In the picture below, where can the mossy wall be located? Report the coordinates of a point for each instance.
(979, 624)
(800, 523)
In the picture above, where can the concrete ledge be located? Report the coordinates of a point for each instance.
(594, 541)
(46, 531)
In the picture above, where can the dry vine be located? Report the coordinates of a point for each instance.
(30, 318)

*Problem:* Rewrite all the lines of these records, requests included, and scale every coordinate in the answers by 2.2, rounding to whole numbers with halves rounded up.

*Correct response:*
In the picture below, where can the mossy wall be located? Report the coordinates of a point for each instance.
(2154, 1373)
(1760, 1151)
In the picture above, where can the concrete ledge be located? Report the coordinates of a point for each instance.
(1307, 1190)
(101, 1168)
In the picture above, where can the dry vine be located? Report the coordinates of a point for each instance.
(66, 700)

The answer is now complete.